Problem requirements: Please return all of the material exactly, with no line missing.
○ ○ ○
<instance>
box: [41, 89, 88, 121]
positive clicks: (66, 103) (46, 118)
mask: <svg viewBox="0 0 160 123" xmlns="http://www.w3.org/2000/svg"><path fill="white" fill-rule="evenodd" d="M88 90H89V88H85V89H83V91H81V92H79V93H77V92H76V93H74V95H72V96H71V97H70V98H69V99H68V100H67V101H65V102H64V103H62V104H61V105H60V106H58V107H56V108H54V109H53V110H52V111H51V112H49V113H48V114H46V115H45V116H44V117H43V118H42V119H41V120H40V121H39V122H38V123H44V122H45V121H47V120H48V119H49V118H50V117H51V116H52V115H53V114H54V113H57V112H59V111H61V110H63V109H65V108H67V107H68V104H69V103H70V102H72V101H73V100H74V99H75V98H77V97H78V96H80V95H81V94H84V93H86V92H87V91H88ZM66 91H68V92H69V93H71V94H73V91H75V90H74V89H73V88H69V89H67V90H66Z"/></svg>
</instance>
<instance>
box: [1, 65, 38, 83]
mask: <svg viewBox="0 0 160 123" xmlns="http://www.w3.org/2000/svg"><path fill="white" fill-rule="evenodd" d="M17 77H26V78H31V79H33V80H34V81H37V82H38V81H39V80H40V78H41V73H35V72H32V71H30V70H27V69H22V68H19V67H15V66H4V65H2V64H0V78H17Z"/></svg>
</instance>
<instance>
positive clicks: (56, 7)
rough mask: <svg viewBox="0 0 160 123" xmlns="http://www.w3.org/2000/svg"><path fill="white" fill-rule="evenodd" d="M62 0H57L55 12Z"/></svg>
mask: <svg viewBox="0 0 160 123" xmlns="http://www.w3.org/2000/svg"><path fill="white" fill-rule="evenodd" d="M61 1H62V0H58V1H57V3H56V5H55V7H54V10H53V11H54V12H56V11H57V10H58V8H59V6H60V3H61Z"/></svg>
○ ○ ○
Answer area:
<instance>
box: [41, 89, 88, 121]
positive clicks: (66, 103) (46, 118)
mask: <svg viewBox="0 0 160 123" xmlns="http://www.w3.org/2000/svg"><path fill="white" fill-rule="evenodd" d="M88 90H89V88H85V89H83V91H81V92H79V93H77V92H76V93H74V95H72V96H71V97H70V98H69V99H68V100H67V101H65V102H64V103H62V104H61V105H60V106H58V107H56V108H54V109H53V110H52V111H51V112H49V113H48V114H46V115H45V116H44V117H43V118H42V119H41V120H40V121H39V122H38V123H44V122H45V121H47V120H48V119H49V118H50V117H51V116H52V115H53V114H54V113H57V112H59V111H61V110H63V109H65V108H67V107H68V104H69V103H70V102H72V101H73V100H74V99H75V98H77V97H78V96H80V95H81V94H84V93H86V92H87V91H88ZM66 91H68V92H69V93H71V94H73V91H75V90H74V89H73V88H69V89H67V90H66Z"/></svg>
</instance>
<instance>
box: [1, 65, 38, 83]
mask: <svg viewBox="0 0 160 123" xmlns="http://www.w3.org/2000/svg"><path fill="white" fill-rule="evenodd" d="M17 77H26V78H31V79H33V80H34V81H37V82H38V81H39V80H40V78H41V73H35V72H32V71H30V70H27V69H22V68H19V67H15V66H4V65H2V64H0V78H17Z"/></svg>
</instance>
<instance>
positive clicks: (56, 7)
rough mask: <svg viewBox="0 0 160 123" xmlns="http://www.w3.org/2000/svg"><path fill="white" fill-rule="evenodd" d="M62 0H57L55 12Z"/></svg>
mask: <svg viewBox="0 0 160 123" xmlns="http://www.w3.org/2000/svg"><path fill="white" fill-rule="evenodd" d="M61 1H62V0H58V1H57V3H56V5H55V7H54V10H53V11H54V12H56V11H57V10H58V8H59V6H60V3H61Z"/></svg>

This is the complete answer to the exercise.